=== Document segment ===
☆ ☆ ☆ ☆ ☆ ☆ ☆
# Russian SUV



## Get Smart (Oct 6, 2008)

Source

the instrument panel is straight from a chevy, and check out the thickness of the window glass :nuts:


----------



## ChrisZwolle (May 7, 2006)

Isn't Englishrussia some caricaturist site? 

Anyway, that's not an SUV but a tank for the rich. Sniperproof probably.


----------



## monkey1 (Mar 25, 2007)

Very Gothic creation. I like it. Makes the Hummers look like school vans.


----------



## 7freedom7 (Jun 28, 2007)

Get Smart said:


> Source
> 
> the instrument panel is straight from a chevy, and check out the thickness of the window glass :nuts:


It's quite nice, but not a SUV but rather an offroad or even an armored vehicle to be more precise


----------



## ABC LV (Aug 27, 2008)

That's not quite "SUV". This vehicle is a armored military style VIP carrier.

"Combat is the fastest armoring all-road vehicle in the world with the unique protection capabilities from level B2 to the highest level - B7, or what is more, it includes protection from 12,7 mm bullet."
☆ ☆ ☆ ☆ ☆ ☆ ☆
=== Problem 1 ===
In the Russian SUV thread, where does the first post say the vehicle's instrument panel comes from?
=== Problem 2 ===
Please carry the Russian SUV forum thread forward from its final post.
You won't need the rows that come after this.
☆ ☆ ☆ ☆ ☆ ☆ ☆
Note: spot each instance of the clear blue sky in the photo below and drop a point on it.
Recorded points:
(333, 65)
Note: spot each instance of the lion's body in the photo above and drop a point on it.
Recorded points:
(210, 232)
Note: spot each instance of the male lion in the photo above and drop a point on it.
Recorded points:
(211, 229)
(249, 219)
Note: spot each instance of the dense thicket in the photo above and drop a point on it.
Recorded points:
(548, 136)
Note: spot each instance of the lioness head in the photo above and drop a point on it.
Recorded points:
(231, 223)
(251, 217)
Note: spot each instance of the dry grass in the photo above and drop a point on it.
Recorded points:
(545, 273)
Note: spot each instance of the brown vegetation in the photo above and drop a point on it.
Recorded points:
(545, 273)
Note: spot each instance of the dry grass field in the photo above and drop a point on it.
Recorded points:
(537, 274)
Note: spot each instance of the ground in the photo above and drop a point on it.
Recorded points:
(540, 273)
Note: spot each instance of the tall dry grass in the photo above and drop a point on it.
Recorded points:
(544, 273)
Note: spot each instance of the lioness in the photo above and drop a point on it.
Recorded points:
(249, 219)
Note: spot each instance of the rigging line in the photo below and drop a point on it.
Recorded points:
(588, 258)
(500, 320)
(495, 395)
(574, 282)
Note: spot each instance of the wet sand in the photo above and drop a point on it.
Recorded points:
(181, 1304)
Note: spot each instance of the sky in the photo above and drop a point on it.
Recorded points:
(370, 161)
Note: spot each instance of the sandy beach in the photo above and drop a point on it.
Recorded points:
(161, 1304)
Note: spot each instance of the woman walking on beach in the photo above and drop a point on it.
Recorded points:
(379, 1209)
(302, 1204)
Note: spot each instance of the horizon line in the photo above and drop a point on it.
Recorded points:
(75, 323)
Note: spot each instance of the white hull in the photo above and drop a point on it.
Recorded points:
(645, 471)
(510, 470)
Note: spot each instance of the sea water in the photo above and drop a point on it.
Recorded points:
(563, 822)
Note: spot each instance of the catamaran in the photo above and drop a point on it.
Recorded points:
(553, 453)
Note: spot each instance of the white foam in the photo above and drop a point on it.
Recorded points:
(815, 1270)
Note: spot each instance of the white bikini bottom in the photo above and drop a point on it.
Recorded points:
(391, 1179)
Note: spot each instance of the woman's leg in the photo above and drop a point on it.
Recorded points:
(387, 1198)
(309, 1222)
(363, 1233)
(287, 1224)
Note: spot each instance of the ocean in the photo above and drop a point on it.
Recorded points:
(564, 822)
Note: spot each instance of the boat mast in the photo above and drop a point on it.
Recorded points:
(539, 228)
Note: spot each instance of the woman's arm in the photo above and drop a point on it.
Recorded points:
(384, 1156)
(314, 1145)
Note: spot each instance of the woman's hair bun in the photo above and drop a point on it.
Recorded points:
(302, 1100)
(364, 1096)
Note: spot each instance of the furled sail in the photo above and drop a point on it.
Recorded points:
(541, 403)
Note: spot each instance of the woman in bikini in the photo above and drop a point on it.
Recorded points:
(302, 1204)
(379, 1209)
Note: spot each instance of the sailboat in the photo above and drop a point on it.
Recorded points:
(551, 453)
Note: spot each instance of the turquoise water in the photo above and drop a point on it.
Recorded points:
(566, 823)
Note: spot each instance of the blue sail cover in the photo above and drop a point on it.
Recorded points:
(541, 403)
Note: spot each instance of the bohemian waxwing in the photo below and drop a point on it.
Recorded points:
☆ ☆ ☆ ☆ ☆ ☆ ☆
=== Answer 1 ===
It says the instrument panel is straight from a Chevy.

=== Answer 2 ===
http://www.armoringgroup.com/modules.php?name=eng_discription

Price - varies from 138 000 to 247 000 USD


----------



## NorthWesternGuy (Aug 25, 2005)

It seems to have more style than the H2 SUT


----------



## VikramRao (Sep 2, 2007)

The hummer has one up on this though, anyone seen the youtube vid of a hummer climbing a wall ? the body of the kombat looks decent, but on the inside everything looks like an afterthought. The Hummer in the long run is a better bet then this. Id still like one of each please.


----------



## Helem (Sep 19, 2008)

Combat T98

http://www.armoringgroup.com/


----------



## Helem (Sep 19, 2008)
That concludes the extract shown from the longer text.